(Records from a point labeling set)
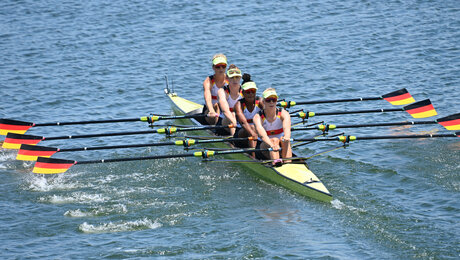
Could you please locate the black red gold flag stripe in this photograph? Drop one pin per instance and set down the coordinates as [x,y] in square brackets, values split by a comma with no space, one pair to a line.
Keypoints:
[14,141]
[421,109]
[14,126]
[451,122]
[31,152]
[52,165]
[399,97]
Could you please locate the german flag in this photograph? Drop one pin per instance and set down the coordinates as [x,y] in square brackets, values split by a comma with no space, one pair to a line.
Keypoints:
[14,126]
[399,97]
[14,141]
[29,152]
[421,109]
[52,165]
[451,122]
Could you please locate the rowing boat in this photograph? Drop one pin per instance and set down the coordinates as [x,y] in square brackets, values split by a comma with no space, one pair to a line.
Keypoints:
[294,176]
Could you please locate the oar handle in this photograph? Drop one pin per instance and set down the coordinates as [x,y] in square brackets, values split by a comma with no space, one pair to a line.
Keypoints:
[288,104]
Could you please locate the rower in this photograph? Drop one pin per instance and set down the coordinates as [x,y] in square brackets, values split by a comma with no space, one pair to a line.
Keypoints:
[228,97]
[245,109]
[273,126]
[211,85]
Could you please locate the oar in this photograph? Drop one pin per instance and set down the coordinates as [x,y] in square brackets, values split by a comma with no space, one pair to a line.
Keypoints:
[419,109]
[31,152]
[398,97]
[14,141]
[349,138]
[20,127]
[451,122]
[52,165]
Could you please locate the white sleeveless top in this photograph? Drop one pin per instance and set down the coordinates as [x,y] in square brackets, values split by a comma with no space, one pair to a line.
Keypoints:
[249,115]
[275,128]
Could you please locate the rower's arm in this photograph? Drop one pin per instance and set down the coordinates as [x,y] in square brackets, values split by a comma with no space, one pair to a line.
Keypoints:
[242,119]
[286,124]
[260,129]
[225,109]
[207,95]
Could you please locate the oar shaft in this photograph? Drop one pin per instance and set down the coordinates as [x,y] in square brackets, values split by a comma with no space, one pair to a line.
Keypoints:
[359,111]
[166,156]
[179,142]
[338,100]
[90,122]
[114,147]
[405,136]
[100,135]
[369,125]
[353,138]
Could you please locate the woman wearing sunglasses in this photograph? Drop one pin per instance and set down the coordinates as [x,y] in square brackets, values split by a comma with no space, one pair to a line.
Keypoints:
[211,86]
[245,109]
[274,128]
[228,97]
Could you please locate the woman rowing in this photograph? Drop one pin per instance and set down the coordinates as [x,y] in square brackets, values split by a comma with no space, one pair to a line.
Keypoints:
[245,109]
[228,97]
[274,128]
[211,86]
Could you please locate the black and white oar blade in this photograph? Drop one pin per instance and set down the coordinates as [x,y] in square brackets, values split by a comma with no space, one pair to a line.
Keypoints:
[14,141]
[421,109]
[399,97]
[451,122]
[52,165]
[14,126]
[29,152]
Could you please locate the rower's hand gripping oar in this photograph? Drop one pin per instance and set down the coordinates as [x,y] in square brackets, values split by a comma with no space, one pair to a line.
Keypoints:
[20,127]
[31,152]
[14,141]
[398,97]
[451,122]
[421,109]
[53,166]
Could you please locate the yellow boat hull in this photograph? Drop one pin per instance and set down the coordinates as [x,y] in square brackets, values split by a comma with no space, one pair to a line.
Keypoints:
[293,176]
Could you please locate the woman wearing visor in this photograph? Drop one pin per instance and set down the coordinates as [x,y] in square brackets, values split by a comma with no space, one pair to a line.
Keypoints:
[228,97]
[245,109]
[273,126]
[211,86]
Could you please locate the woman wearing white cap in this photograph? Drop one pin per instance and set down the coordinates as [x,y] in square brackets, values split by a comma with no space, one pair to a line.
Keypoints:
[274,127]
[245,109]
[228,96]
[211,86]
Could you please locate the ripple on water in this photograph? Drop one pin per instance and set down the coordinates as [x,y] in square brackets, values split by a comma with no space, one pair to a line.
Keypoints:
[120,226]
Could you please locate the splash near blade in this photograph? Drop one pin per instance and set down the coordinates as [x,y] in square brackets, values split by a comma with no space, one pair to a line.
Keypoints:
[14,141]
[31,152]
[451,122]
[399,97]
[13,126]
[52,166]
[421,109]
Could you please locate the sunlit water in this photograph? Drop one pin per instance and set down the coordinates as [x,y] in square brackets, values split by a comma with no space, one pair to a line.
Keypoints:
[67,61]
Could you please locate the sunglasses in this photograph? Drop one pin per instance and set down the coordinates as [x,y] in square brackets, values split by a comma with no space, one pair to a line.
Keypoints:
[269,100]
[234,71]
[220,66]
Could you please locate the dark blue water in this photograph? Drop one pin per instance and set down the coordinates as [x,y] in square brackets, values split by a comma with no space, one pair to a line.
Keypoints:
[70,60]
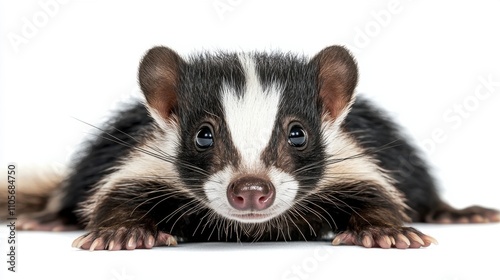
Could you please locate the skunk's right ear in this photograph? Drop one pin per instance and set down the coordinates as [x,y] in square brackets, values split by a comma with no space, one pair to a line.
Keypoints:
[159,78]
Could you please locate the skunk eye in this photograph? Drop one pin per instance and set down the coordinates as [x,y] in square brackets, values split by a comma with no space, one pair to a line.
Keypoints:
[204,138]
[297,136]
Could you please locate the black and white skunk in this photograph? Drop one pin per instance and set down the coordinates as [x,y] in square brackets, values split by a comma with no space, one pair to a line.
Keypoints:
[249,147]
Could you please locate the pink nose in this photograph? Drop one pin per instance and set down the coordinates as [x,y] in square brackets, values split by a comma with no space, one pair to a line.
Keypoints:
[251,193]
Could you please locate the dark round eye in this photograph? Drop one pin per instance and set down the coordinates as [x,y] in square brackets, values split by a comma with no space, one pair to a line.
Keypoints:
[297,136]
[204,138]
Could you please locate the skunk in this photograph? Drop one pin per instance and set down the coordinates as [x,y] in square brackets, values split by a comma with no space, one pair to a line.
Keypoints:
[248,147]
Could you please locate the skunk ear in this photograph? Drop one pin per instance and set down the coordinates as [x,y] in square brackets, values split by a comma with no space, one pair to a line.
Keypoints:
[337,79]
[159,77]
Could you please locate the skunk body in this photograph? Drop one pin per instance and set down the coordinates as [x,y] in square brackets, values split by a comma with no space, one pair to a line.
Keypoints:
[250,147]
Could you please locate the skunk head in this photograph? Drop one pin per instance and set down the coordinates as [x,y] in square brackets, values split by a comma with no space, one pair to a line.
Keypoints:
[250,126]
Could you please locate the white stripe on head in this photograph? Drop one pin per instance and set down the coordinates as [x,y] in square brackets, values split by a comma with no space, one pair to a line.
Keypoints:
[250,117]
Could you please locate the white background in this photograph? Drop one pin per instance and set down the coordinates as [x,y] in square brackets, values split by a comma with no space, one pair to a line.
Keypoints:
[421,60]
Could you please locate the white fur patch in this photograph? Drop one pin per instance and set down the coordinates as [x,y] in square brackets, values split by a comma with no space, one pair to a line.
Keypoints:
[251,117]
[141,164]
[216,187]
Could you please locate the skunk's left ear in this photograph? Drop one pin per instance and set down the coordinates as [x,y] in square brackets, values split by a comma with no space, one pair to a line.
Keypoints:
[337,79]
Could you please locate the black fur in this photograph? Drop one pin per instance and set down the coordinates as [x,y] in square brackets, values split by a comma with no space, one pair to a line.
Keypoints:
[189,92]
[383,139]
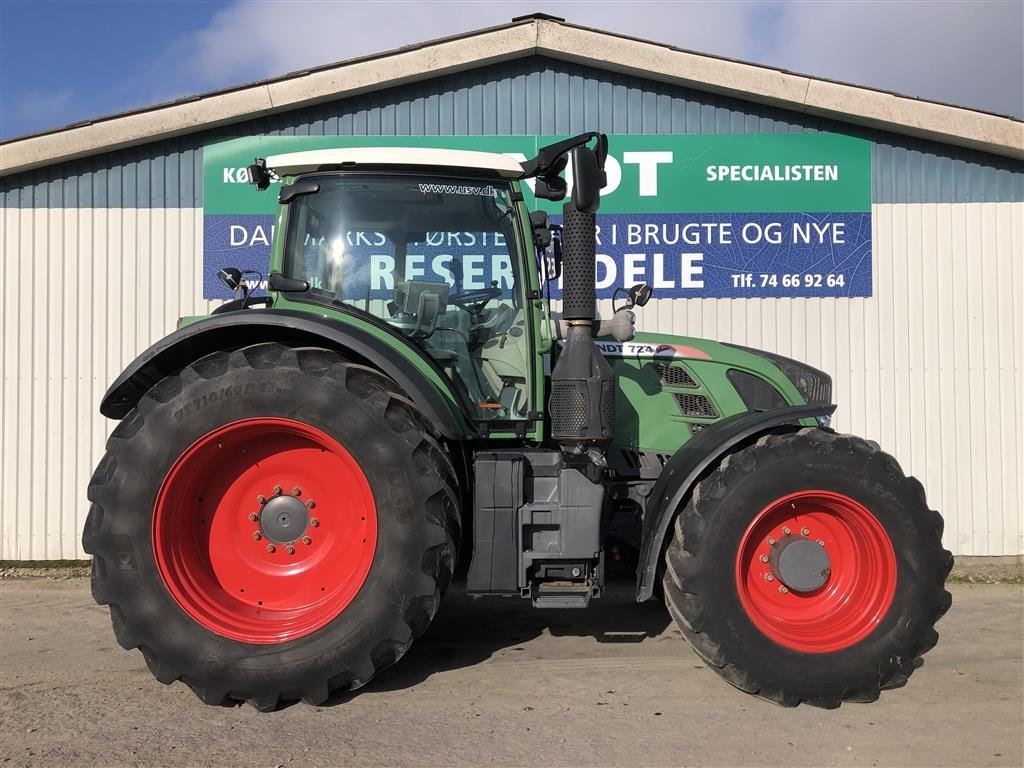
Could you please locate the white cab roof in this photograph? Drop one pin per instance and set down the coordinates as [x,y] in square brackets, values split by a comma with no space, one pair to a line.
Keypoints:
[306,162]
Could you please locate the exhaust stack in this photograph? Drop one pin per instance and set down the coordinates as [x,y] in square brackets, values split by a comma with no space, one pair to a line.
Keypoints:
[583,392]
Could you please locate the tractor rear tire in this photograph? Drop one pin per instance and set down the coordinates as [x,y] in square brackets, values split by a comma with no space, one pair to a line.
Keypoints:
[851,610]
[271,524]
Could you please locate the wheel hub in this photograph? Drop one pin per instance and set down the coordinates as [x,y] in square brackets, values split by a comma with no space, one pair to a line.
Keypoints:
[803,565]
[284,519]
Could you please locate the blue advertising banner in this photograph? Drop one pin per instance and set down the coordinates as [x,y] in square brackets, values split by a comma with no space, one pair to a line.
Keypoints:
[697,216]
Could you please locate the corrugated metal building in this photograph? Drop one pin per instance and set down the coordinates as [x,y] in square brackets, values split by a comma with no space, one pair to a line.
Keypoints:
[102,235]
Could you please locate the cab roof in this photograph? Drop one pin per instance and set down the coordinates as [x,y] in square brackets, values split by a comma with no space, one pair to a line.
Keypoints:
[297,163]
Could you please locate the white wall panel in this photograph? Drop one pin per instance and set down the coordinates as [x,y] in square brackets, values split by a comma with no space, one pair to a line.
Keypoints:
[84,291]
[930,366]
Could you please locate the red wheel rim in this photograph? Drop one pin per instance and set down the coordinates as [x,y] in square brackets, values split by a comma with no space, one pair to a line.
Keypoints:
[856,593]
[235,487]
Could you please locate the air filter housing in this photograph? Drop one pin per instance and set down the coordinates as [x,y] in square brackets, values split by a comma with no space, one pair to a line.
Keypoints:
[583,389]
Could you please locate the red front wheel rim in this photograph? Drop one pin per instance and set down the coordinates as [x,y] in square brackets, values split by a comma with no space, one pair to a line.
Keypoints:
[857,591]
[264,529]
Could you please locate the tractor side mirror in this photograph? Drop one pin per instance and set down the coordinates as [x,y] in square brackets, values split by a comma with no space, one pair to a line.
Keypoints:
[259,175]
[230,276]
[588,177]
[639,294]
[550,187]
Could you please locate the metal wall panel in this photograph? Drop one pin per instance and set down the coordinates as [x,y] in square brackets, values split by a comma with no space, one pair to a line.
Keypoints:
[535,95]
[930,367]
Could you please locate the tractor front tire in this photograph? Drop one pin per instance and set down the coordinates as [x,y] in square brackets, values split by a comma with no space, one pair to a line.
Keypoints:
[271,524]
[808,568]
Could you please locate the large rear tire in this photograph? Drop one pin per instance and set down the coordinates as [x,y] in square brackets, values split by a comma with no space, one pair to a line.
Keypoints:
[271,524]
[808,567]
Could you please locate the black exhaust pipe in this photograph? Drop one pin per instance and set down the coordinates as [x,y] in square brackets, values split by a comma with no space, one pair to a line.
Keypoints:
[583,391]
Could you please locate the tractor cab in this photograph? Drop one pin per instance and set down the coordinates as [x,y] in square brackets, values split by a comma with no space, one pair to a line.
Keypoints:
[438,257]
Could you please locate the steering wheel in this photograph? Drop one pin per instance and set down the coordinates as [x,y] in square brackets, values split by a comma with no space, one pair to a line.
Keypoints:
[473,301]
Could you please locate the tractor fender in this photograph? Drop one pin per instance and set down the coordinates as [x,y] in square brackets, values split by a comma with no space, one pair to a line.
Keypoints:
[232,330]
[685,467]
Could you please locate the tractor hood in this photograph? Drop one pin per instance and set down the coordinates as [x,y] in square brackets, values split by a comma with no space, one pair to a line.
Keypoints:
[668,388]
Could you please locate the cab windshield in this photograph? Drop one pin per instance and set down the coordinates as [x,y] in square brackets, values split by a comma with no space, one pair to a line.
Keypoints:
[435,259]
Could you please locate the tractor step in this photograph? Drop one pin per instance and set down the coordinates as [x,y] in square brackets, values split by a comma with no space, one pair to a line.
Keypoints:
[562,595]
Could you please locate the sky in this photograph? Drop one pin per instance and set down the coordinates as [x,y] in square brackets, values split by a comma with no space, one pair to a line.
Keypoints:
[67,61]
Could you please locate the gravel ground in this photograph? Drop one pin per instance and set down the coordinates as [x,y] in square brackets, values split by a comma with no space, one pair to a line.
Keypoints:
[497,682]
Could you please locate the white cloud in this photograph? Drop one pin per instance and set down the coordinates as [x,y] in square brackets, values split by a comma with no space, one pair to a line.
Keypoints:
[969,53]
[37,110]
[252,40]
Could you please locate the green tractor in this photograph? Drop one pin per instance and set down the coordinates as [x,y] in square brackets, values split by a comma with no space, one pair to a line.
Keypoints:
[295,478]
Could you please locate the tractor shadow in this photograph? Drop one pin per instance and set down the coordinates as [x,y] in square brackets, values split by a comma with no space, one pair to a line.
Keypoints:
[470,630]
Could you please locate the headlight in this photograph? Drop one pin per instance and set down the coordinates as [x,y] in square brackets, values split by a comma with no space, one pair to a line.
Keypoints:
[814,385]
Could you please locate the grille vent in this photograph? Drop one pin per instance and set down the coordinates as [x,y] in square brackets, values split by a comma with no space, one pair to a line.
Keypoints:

> **TASK STATEMENT**: Reproduce only the lines running from the one that contains "Could you please locate the tractor shadow" to the last line of the records.

> **SOLUTION**:
Could you please locate the tractor shadow in this photograph? Drop one pin per instance and set down the coordinates as [x,y] in square brackets, values split by a comma with no space, one pair to a line.
Keypoints:
[470,630]
Could you please locate the headlight in this photograph? Drop one pin per instance and set down the coordinates as [x,y] in square brackets, values split by a comma with no space, one pair to a line.
Keypoints:
[814,385]
Could you please locate the grille vent in this photograph? Drop one pin per instance and set down the coordinates as [x,y] in square brackets, values split by a comma with no space, one pair to a line.
Keypoints:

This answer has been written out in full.